TASK INPUT:

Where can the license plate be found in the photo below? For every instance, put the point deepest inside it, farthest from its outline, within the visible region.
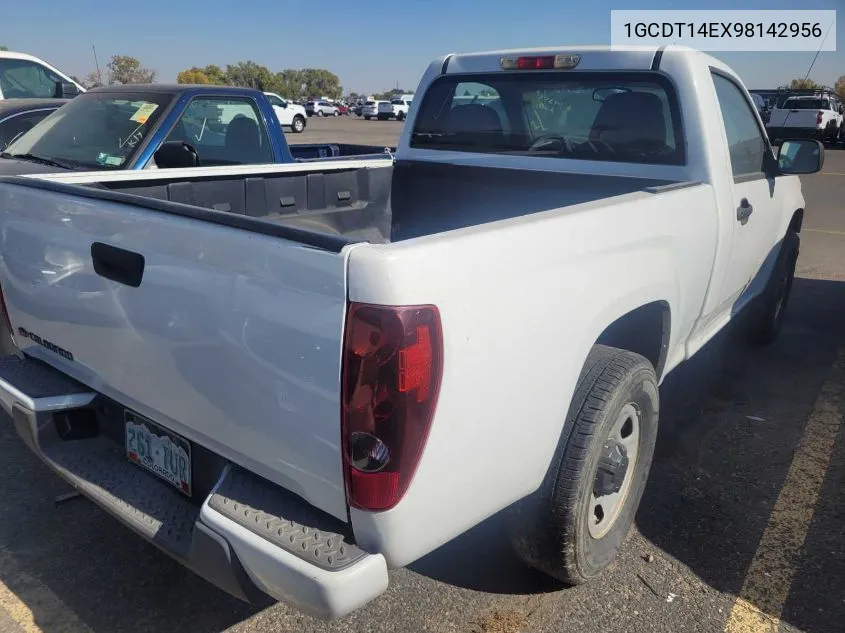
(158, 450)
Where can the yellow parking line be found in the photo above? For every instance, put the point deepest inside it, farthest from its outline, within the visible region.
(30, 604)
(760, 603)
(825, 231)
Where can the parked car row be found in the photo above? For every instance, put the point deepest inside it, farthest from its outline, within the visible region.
(815, 113)
(158, 126)
(289, 377)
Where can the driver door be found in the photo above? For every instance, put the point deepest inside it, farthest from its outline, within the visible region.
(755, 216)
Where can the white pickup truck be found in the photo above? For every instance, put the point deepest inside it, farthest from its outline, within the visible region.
(293, 378)
(818, 116)
(397, 108)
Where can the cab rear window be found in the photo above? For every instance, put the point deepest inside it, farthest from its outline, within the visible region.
(619, 117)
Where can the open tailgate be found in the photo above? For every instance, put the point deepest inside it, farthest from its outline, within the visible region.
(228, 337)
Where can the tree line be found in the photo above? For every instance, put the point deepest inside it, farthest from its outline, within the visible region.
(290, 83)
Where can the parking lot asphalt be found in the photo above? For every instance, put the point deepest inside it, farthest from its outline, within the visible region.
(741, 529)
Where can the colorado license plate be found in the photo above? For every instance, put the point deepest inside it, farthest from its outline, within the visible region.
(158, 450)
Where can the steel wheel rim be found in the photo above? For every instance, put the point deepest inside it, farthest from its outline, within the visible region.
(605, 510)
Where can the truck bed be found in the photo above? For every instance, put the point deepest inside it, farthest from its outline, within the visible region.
(353, 201)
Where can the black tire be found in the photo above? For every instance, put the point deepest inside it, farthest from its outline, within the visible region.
(767, 311)
(551, 529)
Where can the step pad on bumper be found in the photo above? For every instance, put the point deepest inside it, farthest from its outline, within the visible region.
(285, 520)
(99, 469)
(39, 388)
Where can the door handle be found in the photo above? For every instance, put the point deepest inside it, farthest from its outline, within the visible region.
(745, 210)
(117, 264)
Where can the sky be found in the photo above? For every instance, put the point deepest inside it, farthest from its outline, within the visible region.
(370, 45)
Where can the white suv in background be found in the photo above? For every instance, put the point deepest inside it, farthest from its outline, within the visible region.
(321, 108)
(397, 108)
(289, 114)
(370, 109)
(24, 76)
(818, 116)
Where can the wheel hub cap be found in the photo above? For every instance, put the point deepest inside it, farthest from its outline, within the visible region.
(614, 472)
(613, 465)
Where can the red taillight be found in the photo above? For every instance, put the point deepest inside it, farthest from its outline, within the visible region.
(392, 362)
(535, 63)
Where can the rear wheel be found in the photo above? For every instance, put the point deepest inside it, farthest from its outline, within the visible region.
(574, 525)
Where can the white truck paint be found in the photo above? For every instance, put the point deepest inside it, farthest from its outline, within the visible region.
(247, 337)
(24, 76)
(812, 116)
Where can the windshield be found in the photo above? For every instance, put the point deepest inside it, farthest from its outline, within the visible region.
(806, 104)
(94, 130)
(623, 117)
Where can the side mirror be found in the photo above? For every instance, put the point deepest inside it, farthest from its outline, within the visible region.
(176, 154)
(800, 156)
(65, 90)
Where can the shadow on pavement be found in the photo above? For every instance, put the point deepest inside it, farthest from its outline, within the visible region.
(714, 481)
(721, 469)
(731, 420)
(72, 560)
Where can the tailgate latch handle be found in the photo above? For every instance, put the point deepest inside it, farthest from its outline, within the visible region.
(744, 212)
(117, 264)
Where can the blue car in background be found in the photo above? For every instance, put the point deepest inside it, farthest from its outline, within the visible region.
(163, 126)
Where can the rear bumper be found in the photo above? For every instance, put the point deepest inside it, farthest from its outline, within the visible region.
(781, 133)
(248, 537)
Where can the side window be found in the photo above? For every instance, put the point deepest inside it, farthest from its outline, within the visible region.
(23, 79)
(16, 125)
(746, 143)
(224, 131)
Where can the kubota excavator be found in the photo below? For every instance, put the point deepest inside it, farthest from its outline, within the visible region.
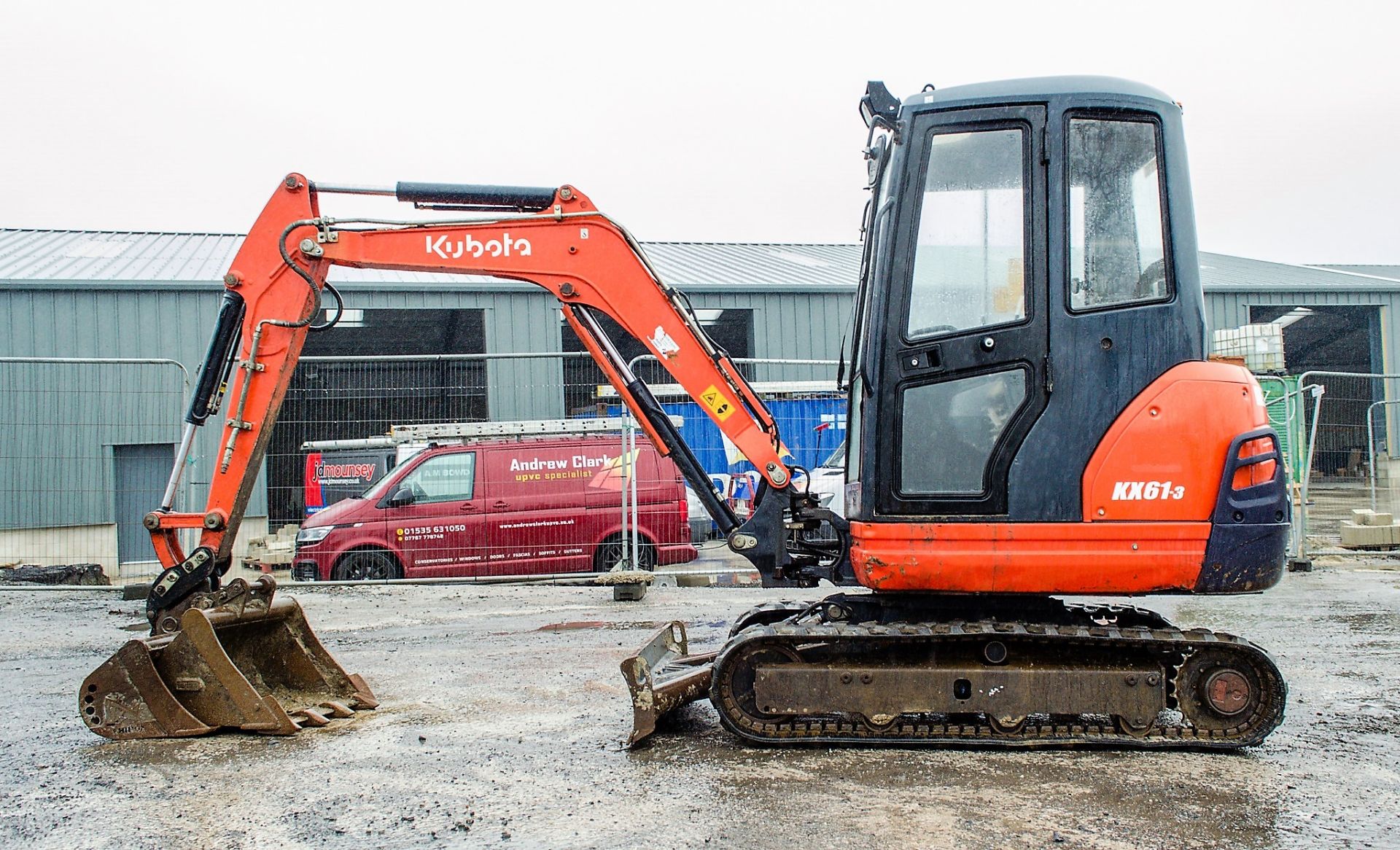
(1032, 416)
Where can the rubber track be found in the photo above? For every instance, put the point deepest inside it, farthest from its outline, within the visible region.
(905, 733)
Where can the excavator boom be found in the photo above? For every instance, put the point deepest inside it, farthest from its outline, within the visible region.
(233, 655)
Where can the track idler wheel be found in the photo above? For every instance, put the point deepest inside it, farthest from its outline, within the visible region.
(1217, 692)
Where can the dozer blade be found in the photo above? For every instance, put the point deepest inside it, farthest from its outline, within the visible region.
(664, 678)
(251, 664)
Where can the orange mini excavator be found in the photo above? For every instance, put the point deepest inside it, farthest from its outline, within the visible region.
(1031, 416)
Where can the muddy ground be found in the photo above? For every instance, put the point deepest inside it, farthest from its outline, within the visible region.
(502, 728)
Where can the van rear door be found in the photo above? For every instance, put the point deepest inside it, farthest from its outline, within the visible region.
(443, 532)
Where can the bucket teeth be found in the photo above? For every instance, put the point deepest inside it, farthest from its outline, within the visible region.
(313, 717)
(255, 667)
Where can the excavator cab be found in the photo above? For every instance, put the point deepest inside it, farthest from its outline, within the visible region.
(1031, 270)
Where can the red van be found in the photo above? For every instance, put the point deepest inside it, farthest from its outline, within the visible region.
(508, 507)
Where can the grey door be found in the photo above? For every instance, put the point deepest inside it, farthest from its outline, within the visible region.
(141, 472)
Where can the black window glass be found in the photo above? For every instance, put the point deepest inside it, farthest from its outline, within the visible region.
(949, 430)
(1116, 251)
(969, 260)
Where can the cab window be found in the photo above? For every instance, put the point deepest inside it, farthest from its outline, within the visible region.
(444, 477)
(1116, 247)
(971, 254)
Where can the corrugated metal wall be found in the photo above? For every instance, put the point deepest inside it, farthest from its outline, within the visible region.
(1231, 310)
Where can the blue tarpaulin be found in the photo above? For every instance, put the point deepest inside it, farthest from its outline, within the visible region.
(800, 425)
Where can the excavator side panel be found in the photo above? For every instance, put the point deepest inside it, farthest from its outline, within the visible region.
(1154, 492)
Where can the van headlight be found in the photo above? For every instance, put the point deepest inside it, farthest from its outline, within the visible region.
(313, 535)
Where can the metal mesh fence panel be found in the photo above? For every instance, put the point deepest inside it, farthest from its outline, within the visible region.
(86, 450)
(389, 451)
(503, 465)
(1346, 422)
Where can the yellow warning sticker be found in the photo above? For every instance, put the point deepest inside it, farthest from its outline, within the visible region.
(718, 405)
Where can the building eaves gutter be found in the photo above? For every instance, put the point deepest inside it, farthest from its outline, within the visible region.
(363, 286)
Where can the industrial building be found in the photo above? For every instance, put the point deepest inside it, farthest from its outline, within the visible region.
(88, 445)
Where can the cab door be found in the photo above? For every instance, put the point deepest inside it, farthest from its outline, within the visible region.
(966, 334)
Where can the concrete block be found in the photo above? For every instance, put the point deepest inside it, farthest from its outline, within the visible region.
(1369, 537)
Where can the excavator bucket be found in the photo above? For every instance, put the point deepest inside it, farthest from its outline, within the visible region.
(249, 663)
(663, 677)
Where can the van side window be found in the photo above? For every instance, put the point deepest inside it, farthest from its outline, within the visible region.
(444, 477)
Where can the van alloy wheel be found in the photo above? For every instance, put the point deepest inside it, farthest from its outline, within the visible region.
(368, 565)
(611, 552)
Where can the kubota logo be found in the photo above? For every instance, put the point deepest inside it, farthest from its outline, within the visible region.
(1144, 491)
(468, 244)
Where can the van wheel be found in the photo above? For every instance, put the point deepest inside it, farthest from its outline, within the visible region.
(368, 565)
(610, 552)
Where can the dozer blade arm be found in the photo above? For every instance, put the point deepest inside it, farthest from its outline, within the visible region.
(664, 677)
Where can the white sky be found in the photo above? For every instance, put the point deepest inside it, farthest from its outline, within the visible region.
(691, 122)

WHAT YOU WILL DO: Copy the material from the line containing "Where can the van wheel" through its end, swapping "white sky" for "overcast sky" and leaving everything else unchanged.

RESPONSE TO THIS TASK:
Where can the van wheel be found in the photo above? For every instance, put the point deepest inside it, farthest from its outline, within the visible region.
(368, 565)
(610, 552)
Where can the dozer blade arm be found in the photo above? For every instance, put the point deepest inside it, farthest from its outline, within the visible region.
(664, 677)
Where can the overcast sky be found in the photo above? For every instance, put the point deepest inside it, farthest from its outline, within the visible region.
(691, 122)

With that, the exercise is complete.